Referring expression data
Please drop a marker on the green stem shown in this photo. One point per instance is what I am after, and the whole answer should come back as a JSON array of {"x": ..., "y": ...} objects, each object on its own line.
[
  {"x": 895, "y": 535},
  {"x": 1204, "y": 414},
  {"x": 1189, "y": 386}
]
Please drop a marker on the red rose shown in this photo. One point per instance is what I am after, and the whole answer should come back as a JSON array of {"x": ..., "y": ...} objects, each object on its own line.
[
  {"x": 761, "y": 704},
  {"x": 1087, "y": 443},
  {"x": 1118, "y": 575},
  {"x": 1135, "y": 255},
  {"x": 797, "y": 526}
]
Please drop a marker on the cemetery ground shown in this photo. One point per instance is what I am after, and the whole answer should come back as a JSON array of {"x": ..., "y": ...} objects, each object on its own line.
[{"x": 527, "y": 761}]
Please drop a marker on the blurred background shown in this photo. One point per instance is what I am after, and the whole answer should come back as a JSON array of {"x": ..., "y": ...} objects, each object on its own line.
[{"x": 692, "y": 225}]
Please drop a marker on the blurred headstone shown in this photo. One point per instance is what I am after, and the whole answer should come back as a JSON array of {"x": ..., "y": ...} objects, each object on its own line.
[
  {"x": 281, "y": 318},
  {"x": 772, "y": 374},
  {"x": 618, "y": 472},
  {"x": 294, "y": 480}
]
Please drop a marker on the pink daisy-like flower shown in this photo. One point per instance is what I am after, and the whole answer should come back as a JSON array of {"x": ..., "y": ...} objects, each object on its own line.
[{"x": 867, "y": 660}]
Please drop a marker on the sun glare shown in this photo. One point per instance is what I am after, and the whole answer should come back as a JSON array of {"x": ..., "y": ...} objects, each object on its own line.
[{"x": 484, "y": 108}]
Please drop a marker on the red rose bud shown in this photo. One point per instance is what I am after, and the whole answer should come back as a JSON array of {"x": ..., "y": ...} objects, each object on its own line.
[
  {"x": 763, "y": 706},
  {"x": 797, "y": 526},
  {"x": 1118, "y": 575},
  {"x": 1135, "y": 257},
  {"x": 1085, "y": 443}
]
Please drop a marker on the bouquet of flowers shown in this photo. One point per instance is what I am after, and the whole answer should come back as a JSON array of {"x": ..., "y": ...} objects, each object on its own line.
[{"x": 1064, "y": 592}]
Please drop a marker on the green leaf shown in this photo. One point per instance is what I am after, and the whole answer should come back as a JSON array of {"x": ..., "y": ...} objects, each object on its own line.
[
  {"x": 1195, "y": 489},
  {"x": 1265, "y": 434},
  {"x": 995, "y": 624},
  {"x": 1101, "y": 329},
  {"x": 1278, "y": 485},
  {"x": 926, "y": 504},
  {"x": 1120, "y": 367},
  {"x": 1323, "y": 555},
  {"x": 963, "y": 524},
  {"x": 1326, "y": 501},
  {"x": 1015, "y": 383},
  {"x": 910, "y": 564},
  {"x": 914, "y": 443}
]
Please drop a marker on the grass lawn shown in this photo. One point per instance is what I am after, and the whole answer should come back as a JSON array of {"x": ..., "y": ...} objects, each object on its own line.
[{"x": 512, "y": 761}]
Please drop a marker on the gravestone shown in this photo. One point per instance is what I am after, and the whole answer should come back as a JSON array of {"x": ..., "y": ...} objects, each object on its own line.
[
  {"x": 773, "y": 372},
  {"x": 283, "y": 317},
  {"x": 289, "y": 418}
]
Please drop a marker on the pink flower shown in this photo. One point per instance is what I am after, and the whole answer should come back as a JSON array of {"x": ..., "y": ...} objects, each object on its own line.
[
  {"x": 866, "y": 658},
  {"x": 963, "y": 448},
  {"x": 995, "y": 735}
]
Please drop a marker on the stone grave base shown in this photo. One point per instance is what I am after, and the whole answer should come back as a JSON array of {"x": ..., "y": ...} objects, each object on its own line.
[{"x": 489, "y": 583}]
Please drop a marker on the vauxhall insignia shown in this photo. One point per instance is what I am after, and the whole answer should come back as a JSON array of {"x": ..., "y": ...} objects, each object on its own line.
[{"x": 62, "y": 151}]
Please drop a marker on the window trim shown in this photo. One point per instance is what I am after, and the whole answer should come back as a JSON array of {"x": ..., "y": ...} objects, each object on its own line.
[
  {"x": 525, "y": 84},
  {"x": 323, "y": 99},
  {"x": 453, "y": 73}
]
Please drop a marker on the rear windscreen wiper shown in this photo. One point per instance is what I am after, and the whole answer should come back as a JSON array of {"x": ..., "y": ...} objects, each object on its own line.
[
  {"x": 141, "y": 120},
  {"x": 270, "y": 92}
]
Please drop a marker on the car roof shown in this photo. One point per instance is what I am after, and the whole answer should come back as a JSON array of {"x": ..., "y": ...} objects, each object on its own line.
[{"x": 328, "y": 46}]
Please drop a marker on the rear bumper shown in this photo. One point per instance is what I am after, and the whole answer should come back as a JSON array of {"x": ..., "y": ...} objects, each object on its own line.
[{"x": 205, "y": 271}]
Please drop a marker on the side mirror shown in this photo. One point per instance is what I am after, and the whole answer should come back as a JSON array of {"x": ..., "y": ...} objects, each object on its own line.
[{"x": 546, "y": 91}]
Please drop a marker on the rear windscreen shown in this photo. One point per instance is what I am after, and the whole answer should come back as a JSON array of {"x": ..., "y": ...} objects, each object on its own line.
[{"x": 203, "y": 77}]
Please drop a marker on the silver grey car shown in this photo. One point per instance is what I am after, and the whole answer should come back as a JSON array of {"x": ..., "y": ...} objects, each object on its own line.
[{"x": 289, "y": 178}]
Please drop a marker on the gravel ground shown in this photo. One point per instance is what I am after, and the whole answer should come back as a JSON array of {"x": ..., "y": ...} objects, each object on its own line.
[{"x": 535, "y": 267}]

### TASK REQUIREMENTS
Give the data again, exactly as it stands.

### ANSWER BOX
Please drop a marker on the green stem shown in this photo. One point per instance is what I am after, and the whole answer should come back as a JSON array of {"x": ..., "y": ...} objects, each object on its own line.
[
  {"x": 895, "y": 535},
  {"x": 1204, "y": 414},
  {"x": 1189, "y": 386}
]
Please drop a marker on the red rose shown in this photo. One point per instance is what I am after, and the whole answer should come back as a JSON array of {"x": ..., "y": ...} objects, each object on its own line.
[
  {"x": 761, "y": 704},
  {"x": 1087, "y": 443},
  {"x": 1118, "y": 575},
  {"x": 1135, "y": 255},
  {"x": 797, "y": 526}
]
Please drop a marker on the cemetery ground shown in this photo. One point per instance is what I am after, and the whole answer should come back as a JSON array of {"x": ..., "y": ...} objects, each object on its own line.
[{"x": 527, "y": 761}]
Please drop a marker on the blurred background shown in this photo. One point per instance is what I am after, and the whole answer should come back as a JSON array of {"x": ..., "y": ...} objects, each object on its own line.
[{"x": 692, "y": 225}]
Please drop a marker on the blurred headstone shown in this photo. One point per instance is what I am after, and the whole answer should come back as a JSON array of {"x": ..., "y": ...} objects, each object on its own line.
[
  {"x": 281, "y": 318},
  {"x": 772, "y": 374},
  {"x": 618, "y": 472},
  {"x": 294, "y": 480}
]
Please drop a marker on the pink daisy-like flower shown in this photo. One point per instance is what I am after, and the whole answer should come back as a JSON array of {"x": ..., "y": ...} objects, each object on its own line.
[{"x": 867, "y": 660}]
Please drop a marker on the sun glare shown in this photo. One point per instance is what I am after, and the whole answer should come back as a JSON array of {"x": ..., "y": ...} objects, each object on its own line.
[{"x": 484, "y": 108}]
Please drop a marker on the red rose bud shown in this photo. One point per instance is what I am after, and the whole answer should come back as a JSON array of {"x": ..., "y": ...} objects, each object on its own line.
[
  {"x": 763, "y": 706},
  {"x": 797, "y": 526},
  {"x": 1118, "y": 575},
  {"x": 1135, "y": 257},
  {"x": 1085, "y": 443}
]
Please drop a marker on the bouquet of flowers shown in this photo. One point per instance is what I am after, and the whole answer should come back as a JSON array of {"x": ..., "y": ...} objects, each object on its own line.
[{"x": 1064, "y": 592}]
Please drop a marker on the green leaf shown in this photo. One point per instance is what I am after, and the whole answer should come back as a JSON array of {"x": ..., "y": ...} objects, each object on its own line.
[
  {"x": 1195, "y": 489},
  {"x": 1265, "y": 434},
  {"x": 995, "y": 624},
  {"x": 1101, "y": 329},
  {"x": 1278, "y": 485},
  {"x": 926, "y": 504},
  {"x": 1120, "y": 367},
  {"x": 1323, "y": 555},
  {"x": 963, "y": 524},
  {"x": 1326, "y": 501},
  {"x": 1015, "y": 383},
  {"x": 910, "y": 564},
  {"x": 914, "y": 443}
]
Please drop a marker on the grass lawn shown in this photo. One point per instance is what I am after, and the whole answer should come back as a JSON array of {"x": ..., "y": ...} objects, each object on its own line.
[{"x": 512, "y": 761}]
Please drop a marker on the gravestone shown in this photo. One point per instance is what I am after, and the whole answer should come back as a JSON array of {"x": ..., "y": ...} objects, each object on its own line.
[
  {"x": 773, "y": 372},
  {"x": 283, "y": 317},
  {"x": 289, "y": 418}
]
Please drop a marker on the pink flower shown in this photo. One point per instance is what I am after, and the whole answer should come back as a JSON array of {"x": ..., "y": ...} objects, each object on its own line.
[
  {"x": 866, "y": 658},
  {"x": 963, "y": 448},
  {"x": 995, "y": 735}
]
Please drop a marker on the stone grave base shown in this photo. One point per instance is what I am after, and the whole answer should come back as a JSON array of {"x": ..., "y": ...} objects, each object on its own line.
[{"x": 489, "y": 583}]
Please drop a marker on the vauxhall insignia shown in this photo. One point per instance is what I am after, and the whole answer should come back as a JSON array of {"x": ..., "y": ...} objects, each object on its own line.
[{"x": 62, "y": 151}]
Please drop a marker on the window trim shown in this photo. One point per instance is what I am after, and the whole answer should come back as a JSON array of {"x": ..., "y": ...} objects, each object on its own line.
[
  {"x": 525, "y": 84},
  {"x": 323, "y": 99},
  {"x": 453, "y": 73}
]
Please drop a marker on the rear windscreen wiper shown in this photo. One point per instance is what I am after, and the whole answer should come back as a JSON array of {"x": ..., "y": ...} objects, each object on its own line.
[
  {"x": 141, "y": 120},
  {"x": 270, "y": 92}
]
Please drop a marker on the car roof shown in this photo. One point per instance is what I am after, and the whole answer should come back as a JSON array of {"x": ..., "y": ...} objects, each object on its own line.
[{"x": 328, "y": 46}]
Please drop a marker on the rear bumper shown in this photo. One point per instance is what I am after, and the whole answer should come back as a JSON array of {"x": ..., "y": ...} objects, each object on its own line.
[{"x": 205, "y": 271}]
Please drop a marker on the side mirror shown in this photo. One point per instance is what I am after, and the whole answer should come back as a JSON array of {"x": ..., "y": ...} objects, each object on its own line.
[{"x": 546, "y": 91}]
Please drop a marker on the rear windscreen shown in this photo. One point per instance is what I am after, and the whole answer should come back as a JSON array of {"x": ..., "y": ...} objects, each object on its own line.
[{"x": 203, "y": 77}]
Please drop a marker on the silver grey car shown in this photo. One point per instance is what I am after, and the whole answer should come back as a JSON array of {"x": ..., "y": ...} objects, each object on its own line.
[{"x": 289, "y": 178}]
Please drop a marker on the gravel ground shown in this photo. One point per instance is what I am after, and the whole answer should come back as a JSON array of {"x": ..., "y": ...} objects, each object on its own line.
[{"x": 535, "y": 267}]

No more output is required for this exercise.